- _Request_: Type out all the records word for word. Any pictures are to be left out.

- _Materials provided_:
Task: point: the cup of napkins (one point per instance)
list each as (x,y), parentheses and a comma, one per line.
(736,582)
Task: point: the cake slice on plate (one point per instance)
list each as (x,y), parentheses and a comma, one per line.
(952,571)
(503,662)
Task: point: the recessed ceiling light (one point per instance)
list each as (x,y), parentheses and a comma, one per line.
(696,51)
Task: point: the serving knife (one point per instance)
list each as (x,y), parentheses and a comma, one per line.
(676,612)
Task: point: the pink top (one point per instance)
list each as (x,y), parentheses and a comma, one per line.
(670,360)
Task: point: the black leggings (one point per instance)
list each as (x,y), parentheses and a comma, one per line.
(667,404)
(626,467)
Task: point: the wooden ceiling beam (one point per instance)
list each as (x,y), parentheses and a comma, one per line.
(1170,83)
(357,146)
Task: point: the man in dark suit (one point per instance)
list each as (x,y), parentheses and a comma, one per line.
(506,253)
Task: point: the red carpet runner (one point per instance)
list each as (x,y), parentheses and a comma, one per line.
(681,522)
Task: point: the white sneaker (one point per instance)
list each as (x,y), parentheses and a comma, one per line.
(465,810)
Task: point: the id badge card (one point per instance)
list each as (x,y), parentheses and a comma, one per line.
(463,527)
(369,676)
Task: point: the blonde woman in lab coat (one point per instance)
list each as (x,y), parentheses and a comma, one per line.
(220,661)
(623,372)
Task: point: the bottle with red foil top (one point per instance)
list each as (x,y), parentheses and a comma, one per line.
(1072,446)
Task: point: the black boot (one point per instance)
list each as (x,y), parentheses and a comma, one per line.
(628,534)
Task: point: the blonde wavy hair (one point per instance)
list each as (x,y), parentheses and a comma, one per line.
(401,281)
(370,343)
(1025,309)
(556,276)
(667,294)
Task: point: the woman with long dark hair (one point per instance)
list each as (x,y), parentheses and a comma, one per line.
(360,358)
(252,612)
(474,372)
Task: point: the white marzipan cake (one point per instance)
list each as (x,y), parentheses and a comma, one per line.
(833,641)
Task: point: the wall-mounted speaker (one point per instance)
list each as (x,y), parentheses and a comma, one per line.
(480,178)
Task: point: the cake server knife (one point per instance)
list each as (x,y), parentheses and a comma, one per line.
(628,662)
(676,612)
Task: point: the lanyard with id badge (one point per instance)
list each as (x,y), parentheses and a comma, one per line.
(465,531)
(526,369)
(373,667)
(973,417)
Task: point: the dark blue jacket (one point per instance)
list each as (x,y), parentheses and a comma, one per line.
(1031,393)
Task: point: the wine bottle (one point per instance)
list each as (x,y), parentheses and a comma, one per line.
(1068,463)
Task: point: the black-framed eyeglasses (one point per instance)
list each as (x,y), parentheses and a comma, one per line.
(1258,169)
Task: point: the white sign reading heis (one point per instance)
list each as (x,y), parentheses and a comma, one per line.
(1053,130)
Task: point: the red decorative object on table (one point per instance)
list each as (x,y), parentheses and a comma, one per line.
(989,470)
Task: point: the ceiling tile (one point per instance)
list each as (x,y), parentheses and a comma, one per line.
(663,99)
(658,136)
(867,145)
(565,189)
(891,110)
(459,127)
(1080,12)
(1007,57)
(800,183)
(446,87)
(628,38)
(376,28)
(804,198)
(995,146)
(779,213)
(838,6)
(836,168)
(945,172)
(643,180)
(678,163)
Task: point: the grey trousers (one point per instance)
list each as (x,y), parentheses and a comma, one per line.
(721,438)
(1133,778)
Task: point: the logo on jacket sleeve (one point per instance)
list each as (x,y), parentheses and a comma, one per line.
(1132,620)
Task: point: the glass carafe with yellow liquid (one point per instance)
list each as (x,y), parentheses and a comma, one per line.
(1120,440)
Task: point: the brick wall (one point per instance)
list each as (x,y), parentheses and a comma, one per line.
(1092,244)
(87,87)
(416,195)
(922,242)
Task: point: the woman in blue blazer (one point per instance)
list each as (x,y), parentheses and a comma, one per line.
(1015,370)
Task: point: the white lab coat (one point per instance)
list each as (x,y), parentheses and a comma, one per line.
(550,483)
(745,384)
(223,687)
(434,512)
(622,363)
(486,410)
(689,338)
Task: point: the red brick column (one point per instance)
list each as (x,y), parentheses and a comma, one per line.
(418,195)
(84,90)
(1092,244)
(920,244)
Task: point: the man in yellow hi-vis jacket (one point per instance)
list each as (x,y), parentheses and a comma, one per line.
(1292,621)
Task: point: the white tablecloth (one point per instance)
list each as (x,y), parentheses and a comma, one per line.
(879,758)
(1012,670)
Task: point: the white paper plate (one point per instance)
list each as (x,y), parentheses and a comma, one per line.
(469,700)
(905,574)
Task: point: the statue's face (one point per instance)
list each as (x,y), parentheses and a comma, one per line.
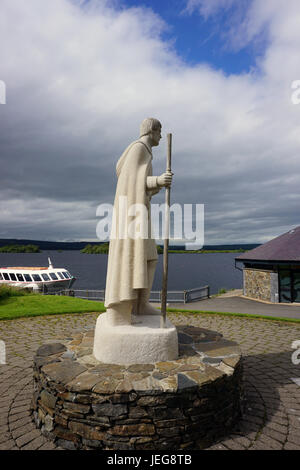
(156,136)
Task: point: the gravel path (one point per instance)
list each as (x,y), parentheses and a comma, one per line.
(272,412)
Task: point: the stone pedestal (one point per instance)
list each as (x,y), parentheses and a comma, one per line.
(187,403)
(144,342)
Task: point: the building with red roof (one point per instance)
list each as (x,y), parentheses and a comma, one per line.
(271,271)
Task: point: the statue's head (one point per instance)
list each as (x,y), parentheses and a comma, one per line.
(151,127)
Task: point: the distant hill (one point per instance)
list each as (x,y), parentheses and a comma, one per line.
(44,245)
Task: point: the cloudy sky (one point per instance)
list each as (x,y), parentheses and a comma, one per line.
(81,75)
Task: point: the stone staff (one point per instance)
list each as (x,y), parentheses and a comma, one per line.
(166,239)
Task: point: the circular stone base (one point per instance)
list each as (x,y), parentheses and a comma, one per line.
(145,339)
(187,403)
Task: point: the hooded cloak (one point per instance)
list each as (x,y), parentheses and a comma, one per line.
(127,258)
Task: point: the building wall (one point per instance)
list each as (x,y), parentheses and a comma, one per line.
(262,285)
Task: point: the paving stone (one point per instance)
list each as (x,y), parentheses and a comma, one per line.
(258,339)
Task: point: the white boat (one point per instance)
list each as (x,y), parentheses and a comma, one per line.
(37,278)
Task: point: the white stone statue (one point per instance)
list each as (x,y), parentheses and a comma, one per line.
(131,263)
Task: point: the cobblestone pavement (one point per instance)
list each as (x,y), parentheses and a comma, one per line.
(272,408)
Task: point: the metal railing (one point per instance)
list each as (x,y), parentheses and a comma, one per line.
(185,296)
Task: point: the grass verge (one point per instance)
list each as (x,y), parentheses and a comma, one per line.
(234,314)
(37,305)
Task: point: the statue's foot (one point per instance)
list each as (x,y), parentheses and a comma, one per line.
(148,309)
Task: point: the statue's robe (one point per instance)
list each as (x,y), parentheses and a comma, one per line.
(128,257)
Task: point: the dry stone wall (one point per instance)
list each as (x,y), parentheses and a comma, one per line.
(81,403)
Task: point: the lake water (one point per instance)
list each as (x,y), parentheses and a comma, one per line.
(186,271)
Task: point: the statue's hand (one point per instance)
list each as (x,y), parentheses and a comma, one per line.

- _In response_:
Task: point: the cup of napkins (one point per instance)
list each as (x,y), parentheses and a comma, one per line.
(736,582)
Task: point: the cake slice on plate (one point per instance)
list each as (x,y), parentheses and a comma, one per line.
(952,571)
(503,662)
Task: point: the recessed ceiling light (one point per instance)
list each as (x,y), parentheses and a comma, one per line.
(696,51)
Task: point: the serving knife (one point per instance)
list each as (x,y), parentheses and a comma, one per line.
(676,612)
Task: point: the pink top (one point per instance)
list each as (x,y), parentheses and a comma, one per line.
(670,360)
Task: point: the black leggings (one point per instance)
list each as (x,y), parentheses and a comma, one per line.
(667,404)
(626,467)
Task: point: the wooden ceiling beam (one point per instance)
list each as (x,y), parentheses and a comma, one per line.
(1170,83)
(357,146)
Task: point: the man in dark suit (one point per instance)
list each as (x,y), parentheses and a comma, one per line.
(506,253)
Task: point: the red carpet runner (one point per instance)
list each as (x,y), parentheses and a comma, one per line.
(681,522)
Task: point: the white sneaker (one point per instance)
list each as (x,y), parentheses and a comma, one per line.
(465,810)
Task: point: the id badge card (one point per instance)
list each as (x,y), parentheses and a comma, one per line.
(463,527)
(369,676)
Task: point: the blonde woman in lab coat (one point per instance)
list each as (x,y), parentheses and a comma, one per line.
(220,661)
(623,372)
Task: point: the bottle with red foil top (one point per instance)
list each as (x,y), parentheses and a comma, one per line.
(1072,446)
Task: point: the black boot (one point per instance)
list each as (x,y), parentheses and a comma, one per line.
(628,534)
Task: point: the blonde wavy hair (one point per instance)
list each as (x,y), parentheses and a comma, one per line.
(401,281)
(370,343)
(1025,309)
(556,276)
(667,294)
Task: point: the woman with long dark hair (one point per instance)
list each as (x,y), parentheses and a comma, one per line.
(360,358)
(252,612)
(474,372)
Task: point: the white marzipan cake (one point per instance)
list each as (x,y), parentheses and a comma, one per line.
(833,641)
Task: point: the wall-mounted speaker (one point per instance)
list each as (x,y), parentheses and a comma, one per line.
(480,178)
Task: point: the cake server knife (one point per instance)
list each as (x,y), parentheses and a comma, one per line.
(628,662)
(676,612)
Task: point: the lanyard with id badge (one point per instance)
list each as (x,y), parentheses and a comma, one per line.
(465,531)
(526,369)
(373,667)
(973,417)
Task: point: the dark blue jacket (one point per instance)
list each as (x,y), parentheses and a comma, one per line.
(1031,393)
Task: point: the wine bottle (one point per instance)
list each as (x,y), parentheses and a comma, one per line.
(1068,463)
Task: point: the black-framed eyeglasses (one point per instance)
list each as (x,y), parentheses and a comma, one per line.
(1258,169)
Task: point: the white sign reading heis (one point per instance)
list each as (x,y), parentheses and a comma, one per line.
(1053,130)
Task: point: the red decorative object on table (one point per instance)
list each as (x,y), parentheses and a comma, one per line.
(989,470)
Task: point: the ceiling tile (one point per instance)
list each as (x,y), parentheses and a comma, one per line.
(663,99)
(658,136)
(867,145)
(565,189)
(891,110)
(459,127)
(1080,12)
(1007,57)
(800,183)
(446,87)
(628,38)
(376,28)
(804,198)
(995,146)
(779,213)
(838,6)
(836,168)
(945,172)
(643,180)
(678,163)
Task: point: the grey trousers (one point per instance)
list each as (x,y), parentheses and a comma, one per line.
(721,438)
(1133,778)
Task: point: the logo on jacket sleeve (one point per instance)
list each as (x,y), parentheses and a comma, one per line.
(1132,620)
Task: point: the glass carafe with yellow liquid (one point per instance)
list each as (x,y), parentheses and a comma, one per line.
(1120,440)
Task: point: the brick wall (one point per instance)
list each as (x,y), parentheses and a comma, one per line.
(1092,244)
(87,87)
(416,195)
(922,242)
Task: point: the woman in blue blazer (one point per instance)
list each as (x,y), parentheses and a comma, one per line.
(1015,370)
Task: point: the white lab coat (one point per instance)
list each as (x,y), parentheses and a comma, one per line.
(550,483)
(745,384)
(223,687)
(434,512)
(622,363)
(486,410)
(689,338)
Task: point: the red brick column (one point per instance)
list each as (x,y), parentheses and a comma, one per line.
(418,195)
(84,90)
(1092,244)
(920,244)
Task: point: the man in yellow hi-vis jacket (one point per instance)
list each as (x,y), parentheses and a comma, one per line.
(1292,621)
Task: point: the white tablecloth (one point per instance)
list each as (x,y), parentheses and a comma, one per line.
(879,758)
(1012,670)
Task: point: the white paper plate (one point per instance)
list each as (x,y), parentheses and a comma, one per line.
(469,700)
(905,574)
Task: point: the statue's face (one point per instance)
list each as (x,y), parentheses and a comma, one per line.
(156,136)
Task: point: the gravel path (one point per instance)
list each as (x,y), parentheses and a comma, one per line.
(272,412)
Task: point: the stone pedestal (one point per instance)
list each as (x,y), parentheses and a comma, one per line.
(187,403)
(144,342)
Task: point: the building with red roof (one point per instance)
list each as (x,y), parentheses and a comma, one per line.
(271,271)
Task: point: the statue's head (one point per instance)
list each as (x,y), parentheses and a comma, one per line.
(151,127)
Task: point: the distant hill (one point per instance)
list each as (x,y), parentheses and a comma, one per line.
(44,245)
Task: point: the cloudy sky (one point per instance)
list each as (x,y), parentheses and a comma, one per line.
(81,75)
Task: point: the stone staff (one point per instance)
list each as (x,y), parentheses and a comma, one per line.
(166,239)
Task: point: the circular stone base (one point per instance)
list each as (x,y), parentheses and a comma, one per line.
(145,339)
(187,403)
Task: point: the hooded cloak (one point per instance)
list each as (x,y), parentheses and a comma, one per line.
(127,258)
Task: point: the building wall (one point per instance)
list each as (x,y), parentheses and a comma, one per line.
(262,285)
Task: point: the paving stone (one point per instance)
list each as (x,y), parentheses and a comma, one per line.
(258,339)
Task: point: the white boat (one point per instance)
list each as (x,y), parentheses and a comma, one per line.
(37,278)
Task: point: the white stone statue (one point per instance)
list each as (x,y), parentheses and a comma, one per line.
(131,263)
Task: point: the cobblestone pavement (one point per instance)
list each as (x,y), parentheses and a comma, one per line.
(272,408)
Task: point: the metal railing (one point per instance)
list each as (x,y), parentheses and a comma, one per line.
(185,296)
Task: point: the grass verge (one point per instance)
list each as (x,y), parentheses and a comma, one per line.
(234,314)
(37,305)
Task: point: the statue's foot (one point per instance)
list each as (x,y), parentheses and a comma, one per line.
(148,309)
Task: point: the statue's robe (one point per instance)
list each as (x,y), parentheses and a comma, one per line.
(128,257)
Task: point: the dry stone wall (one point per instance)
list each as (x,y), parentheses and a comma, one per line.
(81,403)
Task: point: the lake water (one point per instance)
list each as (x,y), parentheses and a comma, one per line.
(186,271)
Task: point: the statue's hand (one point per instance)
list each as (x,y), parentheses and a comma, one per line.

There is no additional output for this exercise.